┌──

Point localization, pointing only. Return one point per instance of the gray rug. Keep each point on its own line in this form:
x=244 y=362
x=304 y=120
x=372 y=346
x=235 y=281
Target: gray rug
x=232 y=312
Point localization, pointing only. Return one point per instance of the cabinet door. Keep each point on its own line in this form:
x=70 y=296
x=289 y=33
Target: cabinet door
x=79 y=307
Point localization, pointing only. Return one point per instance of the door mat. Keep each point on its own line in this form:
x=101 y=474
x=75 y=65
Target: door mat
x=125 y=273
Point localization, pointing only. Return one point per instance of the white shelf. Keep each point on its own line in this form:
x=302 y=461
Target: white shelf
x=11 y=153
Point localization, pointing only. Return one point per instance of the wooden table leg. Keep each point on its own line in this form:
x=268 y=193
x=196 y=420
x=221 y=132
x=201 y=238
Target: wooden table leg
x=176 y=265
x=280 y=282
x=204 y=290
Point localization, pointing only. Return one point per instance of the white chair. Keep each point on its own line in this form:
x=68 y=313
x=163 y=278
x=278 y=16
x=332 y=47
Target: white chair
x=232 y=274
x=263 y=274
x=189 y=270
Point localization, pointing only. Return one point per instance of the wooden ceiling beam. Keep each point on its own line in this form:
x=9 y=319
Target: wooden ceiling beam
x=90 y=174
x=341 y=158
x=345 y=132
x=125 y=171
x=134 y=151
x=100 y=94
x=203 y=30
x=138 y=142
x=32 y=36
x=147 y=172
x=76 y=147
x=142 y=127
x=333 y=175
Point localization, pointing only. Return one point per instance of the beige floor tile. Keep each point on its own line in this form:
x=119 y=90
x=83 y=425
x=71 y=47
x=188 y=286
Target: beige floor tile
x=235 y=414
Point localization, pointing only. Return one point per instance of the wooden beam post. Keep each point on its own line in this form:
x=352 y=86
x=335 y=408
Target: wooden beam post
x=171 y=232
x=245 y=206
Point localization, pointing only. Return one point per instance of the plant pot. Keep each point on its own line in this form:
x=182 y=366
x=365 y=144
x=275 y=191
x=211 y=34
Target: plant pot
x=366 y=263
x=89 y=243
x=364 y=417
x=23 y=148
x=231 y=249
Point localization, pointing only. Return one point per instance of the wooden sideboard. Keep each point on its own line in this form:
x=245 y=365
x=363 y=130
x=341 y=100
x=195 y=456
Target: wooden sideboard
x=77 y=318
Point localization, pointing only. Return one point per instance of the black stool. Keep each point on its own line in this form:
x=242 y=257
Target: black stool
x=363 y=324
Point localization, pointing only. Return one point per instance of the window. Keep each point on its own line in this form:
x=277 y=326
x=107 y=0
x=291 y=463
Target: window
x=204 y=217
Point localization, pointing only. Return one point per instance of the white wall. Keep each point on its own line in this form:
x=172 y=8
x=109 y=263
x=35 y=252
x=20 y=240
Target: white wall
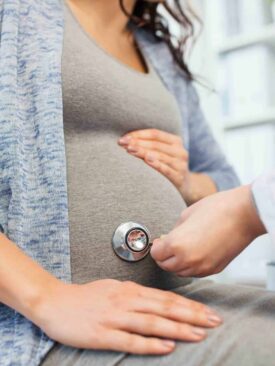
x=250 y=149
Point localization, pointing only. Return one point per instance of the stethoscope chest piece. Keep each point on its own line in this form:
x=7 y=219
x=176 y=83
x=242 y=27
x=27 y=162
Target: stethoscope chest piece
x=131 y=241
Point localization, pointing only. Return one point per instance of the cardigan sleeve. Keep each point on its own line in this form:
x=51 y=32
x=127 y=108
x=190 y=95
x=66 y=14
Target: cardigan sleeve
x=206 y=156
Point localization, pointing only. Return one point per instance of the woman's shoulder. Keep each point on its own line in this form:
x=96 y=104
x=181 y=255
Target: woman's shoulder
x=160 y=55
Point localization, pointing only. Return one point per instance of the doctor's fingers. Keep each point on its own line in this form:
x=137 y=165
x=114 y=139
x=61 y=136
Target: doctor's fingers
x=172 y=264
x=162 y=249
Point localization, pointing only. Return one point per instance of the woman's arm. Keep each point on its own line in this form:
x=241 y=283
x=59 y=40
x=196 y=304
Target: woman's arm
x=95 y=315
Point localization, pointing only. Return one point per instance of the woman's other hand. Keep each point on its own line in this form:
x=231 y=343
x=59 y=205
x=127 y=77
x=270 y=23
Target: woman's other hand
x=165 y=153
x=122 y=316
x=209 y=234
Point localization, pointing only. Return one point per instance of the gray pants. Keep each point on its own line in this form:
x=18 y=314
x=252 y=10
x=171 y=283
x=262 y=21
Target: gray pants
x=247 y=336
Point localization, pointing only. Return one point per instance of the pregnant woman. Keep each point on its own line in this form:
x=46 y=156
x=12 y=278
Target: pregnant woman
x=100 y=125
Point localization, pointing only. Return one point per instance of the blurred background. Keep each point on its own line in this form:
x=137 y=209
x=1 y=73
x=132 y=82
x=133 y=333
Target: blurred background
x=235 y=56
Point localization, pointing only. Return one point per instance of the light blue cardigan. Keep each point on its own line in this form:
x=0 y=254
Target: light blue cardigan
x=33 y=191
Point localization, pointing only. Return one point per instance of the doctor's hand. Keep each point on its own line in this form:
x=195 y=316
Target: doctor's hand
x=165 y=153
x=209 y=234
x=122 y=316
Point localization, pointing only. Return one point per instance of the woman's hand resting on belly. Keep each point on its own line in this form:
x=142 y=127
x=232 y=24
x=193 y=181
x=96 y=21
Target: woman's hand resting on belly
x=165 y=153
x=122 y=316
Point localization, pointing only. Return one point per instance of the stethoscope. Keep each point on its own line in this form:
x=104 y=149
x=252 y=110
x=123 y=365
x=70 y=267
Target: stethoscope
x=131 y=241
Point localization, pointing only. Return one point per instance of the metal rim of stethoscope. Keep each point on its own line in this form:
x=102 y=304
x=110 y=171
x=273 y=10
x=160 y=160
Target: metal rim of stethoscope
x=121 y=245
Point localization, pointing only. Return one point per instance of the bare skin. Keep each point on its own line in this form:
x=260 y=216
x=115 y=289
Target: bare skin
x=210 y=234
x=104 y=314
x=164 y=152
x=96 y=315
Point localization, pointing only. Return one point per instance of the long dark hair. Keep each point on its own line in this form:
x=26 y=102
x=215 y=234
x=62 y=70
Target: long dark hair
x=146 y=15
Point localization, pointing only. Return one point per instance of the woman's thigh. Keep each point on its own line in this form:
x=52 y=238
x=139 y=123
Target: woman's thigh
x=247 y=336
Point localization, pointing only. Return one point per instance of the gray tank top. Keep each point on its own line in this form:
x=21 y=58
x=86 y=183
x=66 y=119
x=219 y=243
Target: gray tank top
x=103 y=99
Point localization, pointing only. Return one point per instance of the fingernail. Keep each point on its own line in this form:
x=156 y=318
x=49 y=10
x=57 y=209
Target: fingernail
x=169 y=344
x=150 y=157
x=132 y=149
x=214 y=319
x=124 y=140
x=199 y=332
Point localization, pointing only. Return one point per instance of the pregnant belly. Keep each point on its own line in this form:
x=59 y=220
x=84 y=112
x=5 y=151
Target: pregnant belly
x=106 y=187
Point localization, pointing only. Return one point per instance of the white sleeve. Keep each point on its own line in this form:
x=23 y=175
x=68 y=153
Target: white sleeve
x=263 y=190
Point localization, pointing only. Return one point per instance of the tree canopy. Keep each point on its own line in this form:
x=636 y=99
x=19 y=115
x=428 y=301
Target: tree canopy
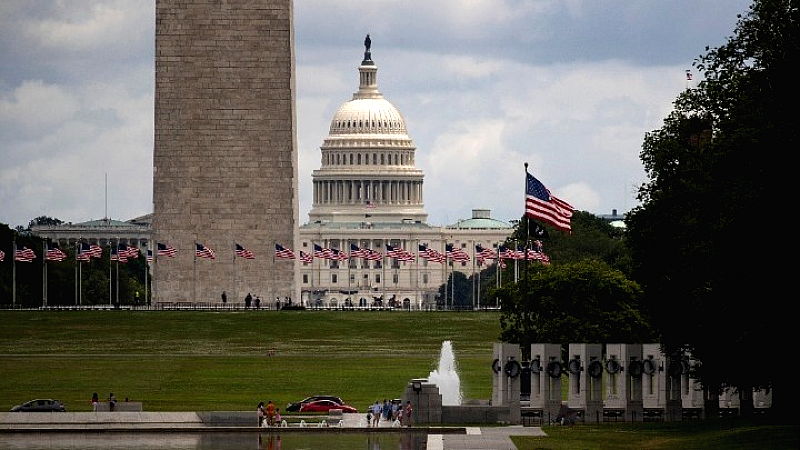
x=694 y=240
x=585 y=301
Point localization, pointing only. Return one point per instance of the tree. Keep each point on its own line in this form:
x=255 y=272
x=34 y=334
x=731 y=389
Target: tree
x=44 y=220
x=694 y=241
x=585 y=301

└──
┌──

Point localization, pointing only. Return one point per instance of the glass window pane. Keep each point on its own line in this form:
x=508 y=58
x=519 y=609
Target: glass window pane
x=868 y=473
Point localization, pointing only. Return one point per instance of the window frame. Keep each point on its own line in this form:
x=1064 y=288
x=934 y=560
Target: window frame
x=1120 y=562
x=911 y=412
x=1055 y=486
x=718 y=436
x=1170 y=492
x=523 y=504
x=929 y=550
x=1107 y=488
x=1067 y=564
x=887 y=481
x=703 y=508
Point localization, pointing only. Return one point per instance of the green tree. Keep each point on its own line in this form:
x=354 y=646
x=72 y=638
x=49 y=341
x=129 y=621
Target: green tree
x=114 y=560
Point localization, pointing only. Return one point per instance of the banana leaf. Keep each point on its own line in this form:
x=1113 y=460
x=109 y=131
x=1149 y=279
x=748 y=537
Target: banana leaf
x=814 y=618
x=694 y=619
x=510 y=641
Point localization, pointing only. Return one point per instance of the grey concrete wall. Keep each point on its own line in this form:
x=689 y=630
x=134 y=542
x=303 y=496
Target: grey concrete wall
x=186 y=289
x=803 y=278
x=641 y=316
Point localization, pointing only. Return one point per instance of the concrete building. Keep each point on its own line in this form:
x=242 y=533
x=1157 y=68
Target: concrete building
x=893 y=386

└──

* THE EXERCISE: Render the lines starting at the one containing "the gray rug." and ending at the one containing "x=232 y=312" as a Markdown table with columns Line No. and Text, numbering each line in order and omitting blank lines.

* EXERCISE RESULT:
| Line No. | Text |
|---|---|
| 1 | Point localization, pointing only. Return one point per instance of the gray rug. Keep each point on its own line in this form: |
| 2 | x=244 y=362 |
| 3 | x=304 y=120 |
| 4 | x=372 y=346 |
| 5 | x=235 y=281 |
| 6 | Target: gray rug |
| 7 | x=232 y=312 |